◆ Available data
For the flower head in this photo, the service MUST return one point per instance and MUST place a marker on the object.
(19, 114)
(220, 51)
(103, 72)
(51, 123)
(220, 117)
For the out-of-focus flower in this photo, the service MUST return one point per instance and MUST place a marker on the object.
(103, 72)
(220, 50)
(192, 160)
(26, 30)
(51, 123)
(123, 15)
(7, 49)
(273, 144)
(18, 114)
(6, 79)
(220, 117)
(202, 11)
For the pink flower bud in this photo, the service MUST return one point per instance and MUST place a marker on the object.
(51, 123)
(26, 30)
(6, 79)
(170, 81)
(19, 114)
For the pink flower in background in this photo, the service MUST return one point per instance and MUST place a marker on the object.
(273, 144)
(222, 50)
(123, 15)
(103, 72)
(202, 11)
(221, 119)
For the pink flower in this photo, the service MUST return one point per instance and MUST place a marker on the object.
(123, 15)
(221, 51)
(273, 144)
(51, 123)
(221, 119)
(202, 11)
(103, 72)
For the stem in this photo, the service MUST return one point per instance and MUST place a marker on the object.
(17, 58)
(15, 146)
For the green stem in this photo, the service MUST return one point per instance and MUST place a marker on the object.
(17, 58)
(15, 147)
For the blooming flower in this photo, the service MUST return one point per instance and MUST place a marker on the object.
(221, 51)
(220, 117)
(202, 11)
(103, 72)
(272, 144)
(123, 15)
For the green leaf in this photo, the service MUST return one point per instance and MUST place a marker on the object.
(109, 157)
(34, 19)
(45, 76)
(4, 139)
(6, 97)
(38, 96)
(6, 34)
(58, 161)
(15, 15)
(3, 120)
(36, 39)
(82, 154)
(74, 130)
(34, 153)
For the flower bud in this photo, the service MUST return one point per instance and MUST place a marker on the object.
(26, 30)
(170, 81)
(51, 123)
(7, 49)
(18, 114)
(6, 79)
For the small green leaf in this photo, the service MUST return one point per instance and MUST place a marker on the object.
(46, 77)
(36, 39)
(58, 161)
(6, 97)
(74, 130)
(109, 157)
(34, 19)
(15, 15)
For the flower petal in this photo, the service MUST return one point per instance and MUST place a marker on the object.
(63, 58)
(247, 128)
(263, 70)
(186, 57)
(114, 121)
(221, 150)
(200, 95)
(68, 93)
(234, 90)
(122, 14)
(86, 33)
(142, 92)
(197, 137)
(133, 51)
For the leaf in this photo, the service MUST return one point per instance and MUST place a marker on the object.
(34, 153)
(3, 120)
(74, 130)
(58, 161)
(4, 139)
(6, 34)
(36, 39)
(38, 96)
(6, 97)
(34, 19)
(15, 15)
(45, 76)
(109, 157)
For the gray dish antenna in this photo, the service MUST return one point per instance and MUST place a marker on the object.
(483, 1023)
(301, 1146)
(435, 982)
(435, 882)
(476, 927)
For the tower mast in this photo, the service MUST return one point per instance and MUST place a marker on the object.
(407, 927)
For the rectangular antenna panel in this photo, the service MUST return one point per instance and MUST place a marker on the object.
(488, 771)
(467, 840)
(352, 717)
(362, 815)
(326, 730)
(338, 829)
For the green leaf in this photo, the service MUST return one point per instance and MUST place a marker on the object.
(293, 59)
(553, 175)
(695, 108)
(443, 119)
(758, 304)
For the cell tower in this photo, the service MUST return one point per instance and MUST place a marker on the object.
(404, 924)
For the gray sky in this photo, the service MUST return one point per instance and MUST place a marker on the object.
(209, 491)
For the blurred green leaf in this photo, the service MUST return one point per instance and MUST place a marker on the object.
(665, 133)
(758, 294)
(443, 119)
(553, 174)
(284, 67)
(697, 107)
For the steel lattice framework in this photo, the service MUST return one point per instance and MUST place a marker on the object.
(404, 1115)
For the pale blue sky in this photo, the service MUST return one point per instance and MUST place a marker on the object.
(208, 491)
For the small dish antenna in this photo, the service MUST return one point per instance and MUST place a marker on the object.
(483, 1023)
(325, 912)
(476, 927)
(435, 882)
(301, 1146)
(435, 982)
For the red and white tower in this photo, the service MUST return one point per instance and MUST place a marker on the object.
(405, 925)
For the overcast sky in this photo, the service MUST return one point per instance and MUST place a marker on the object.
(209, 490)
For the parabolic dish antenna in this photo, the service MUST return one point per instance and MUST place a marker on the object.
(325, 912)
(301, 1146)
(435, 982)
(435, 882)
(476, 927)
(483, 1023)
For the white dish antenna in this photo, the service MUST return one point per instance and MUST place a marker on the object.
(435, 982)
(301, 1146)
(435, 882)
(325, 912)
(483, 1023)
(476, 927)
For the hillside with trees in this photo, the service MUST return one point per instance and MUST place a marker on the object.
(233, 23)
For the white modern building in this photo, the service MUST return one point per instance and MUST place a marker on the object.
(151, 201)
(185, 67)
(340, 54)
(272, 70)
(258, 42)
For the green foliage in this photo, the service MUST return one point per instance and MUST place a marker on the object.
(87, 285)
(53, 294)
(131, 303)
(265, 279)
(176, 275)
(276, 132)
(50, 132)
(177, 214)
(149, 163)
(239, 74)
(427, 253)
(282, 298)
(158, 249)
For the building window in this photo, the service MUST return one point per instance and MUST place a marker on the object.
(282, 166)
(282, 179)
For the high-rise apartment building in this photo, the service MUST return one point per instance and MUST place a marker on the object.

◆ Problem to work on
Would you transcribe every entry exactly, leaving nothing out?

◆ Result of this task
For the flower head in this photo, the service MUST return one point per instance and MUST place a marker on the object.
(19, 114)
(220, 51)
(103, 72)
(51, 123)
(220, 117)
For the out-of-focus flower in this photo, the service MUST return one point per instance and MUST place a marker on the object.
(103, 72)
(220, 50)
(192, 160)
(26, 30)
(51, 123)
(123, 15)
(7, 49)
(273, 144)
(18, 114)
(6, 79)
(220, 117)
(202, 11)
For the pink flower bud in this photo, the service MUST return one point per instance and MUST place a marker on the object.
(51, 123)
(26, 30)
(6, 79)
(170, 81)
(19, 114)
For the pink flower in background in this photo, the service MUST return one point per instance and MUST place a marker on the object.
(273, 144)
(222, 50)
(123, 15)
(103, 72)
(202, 11)
(221, 119)
For the pink flower in this photo, the service MUST return one point per instance and MUST place a marker on the object.
(123, 15)
(221, 51)
(273, 144)
(51, 123)
(221, 119)
(202, 11)
(103, 72)
For the stem in this photo, the service MUST return one point per instance and MUST place a marker on the object.
(17, 58)
(15, 146)
For the green stem in this photo, the service MUST return one point per instance and MUST place a marker on the object.
(17, 58)
(15, 147)
For the blooming flower in this photo, the service MUST return one point per instance and MUST place a marker on the object.
(221, 51)
(220, 117)
(202, 11)
(103, 72)
(272, 144)
(123, 15)
For the green leaf in this photo, the service MUST return one point per instance and MUST place a marker on the object.
(109, 157)
(34, 19)
(45, 76)
(4, 139)
(6, 97)
(38, 96)
(6, 34)
(58, 161)
(15, 15)
(3, 120)
(36, 39)
(82, 154)
(74, 130)
(34, 153)
For the flower bud in this photo, the service MUST return one point per instance and MUST place a marker on the object.
(26, 30)
(170, 81)
(51, 123)
(7, 49)
(18, 114)
(6, 79)
For the small green leaf in this photo, the service MUST return one point per instance and MUST place a marker on the object.
(46, 77)
(36, 39)
(58, 161)
(6, 97)
(74, 130)
(109, 157)
(34, 19)
(15, 15)
For the flower petal in this photo, the service MUST return one point per instance and MUST place a marker on the object.
(63, 58)
(247, 128)
(263, 70)
(186, 57)
(114, 121)
(221, 150)
(200, 95)
(68, 93)
(234, 90)
(122, 14)
(86, 33)
(142, 92)
(197, 137)
(133, 51)
For the leaf in this photo, the service MUST return one point per instance and MUST place a marker on the object.
(34, 153)
(3, 120)
(74, 130)
(58, 161)
(4, 139)
(6, 34)
(36, 39)
(38, 96)
(6, 97)
(34, 19)
(15, 15)
(45, 76)
(109, 157)
For the gray dish antenna in this photo, the service MUST return one point per instance and MUST place a marker on the object.
(483, 1023)
(301, 1146)
(435, 982)
(435, 882)
(476, 927)
For the tower mast in this photo, the service MUST return one point per instance and MUST place a marker on the object.
(407, 927)
For the rectangular antenna panel in this photo, the service MUST return one point per instance and MUST place a marker on the object.
(488, 771)
(467, 840)
(352, 717)
(362, 815)
(326, 730)
(338, 829)
For the green leaf in this photo, the service MUST return one point per instance and MUST place a marker on the object.
(293, 59)
(553, 175)
(695, 108)
(443, 119)
(758, 304)
For the cell tower in this photo, the service MUST return one point per instance and MUST place a marker on the object.
(404, 924)
For the gray sky in this photo, the service MUST return one point per instance and MUST place a marker on the object.
(209, 491)
For the blurred green leaf in this photo, the service MUST return one point per instance and MUST place a marker on the object.
(665, 133)
(758, 294)
(443, 119)
(553, 174)
(284, 67)
(697, 107)
For the steel lattice framework in this photo, the service MUST return one point per instance and MUST place a marker on the object.
(404, 1115)
For the pale blue sky in this photo, the service MUST return one point per instance and MUST place a marker on the object.
(208, 491)
For the small dish antenna in this photo, the service MUST return one point per instance and MUST place a marker on the object.
(483, 1023)
(325, 912)
(476, 927)
(435, 882)
(301, 1146)
(435, 982)
For the red and white tower in this photo, the service MUST return one point per instance and MUST place a marker on the object.
(405, 925)
For the overcast sky in this photo, the service MUST return one point per instance and MUST place a marker on the object.
(209, 490)
For the parabolic dish antenna in this photo, the service MUST return one point per instance and MUST place a marker on the object.
(325, 912)
(301, 1146)
(435, 982)
(435, 882)
(476, 927)
(483, 1023)
For the white dish antenna in this photo, the service MUST return one point per instance and MUST place a marker on the object.
(435, 982)
(301, 1146)
(435, 882)
(325, 912)
(483, 1023)
(476, 927)
For the hillside with trees in this photo, the service MUST return one point per instance and MUST place a marker on the object.
(233, 23)
For the white modern building in this photo, the service MUST return one point per instance and MUST place a marker on the object.
(151, 201)
(185, 67)
(340, 54)
(272, 70)
(258, 42)
For the green foliage in this photo, the service MUST return one point per instance and MUST place a marker on the object.
(87, 285)
(53, 294)
(131, 303)
(265, 279)
(176, 275)
(276, 132)
(50, 132)
(177, 214)
(149, 163)
(239, 74)
(427, 253)
(282, 298)
(158, 249)
For the building window in this photo, the service MUST return one point per instance and MUST place a marker on the object.
(282, 166)
(282, 179)
For the high-rise apartment building in this photo, the service MUST return one point per instance and MUST place a marker on the object.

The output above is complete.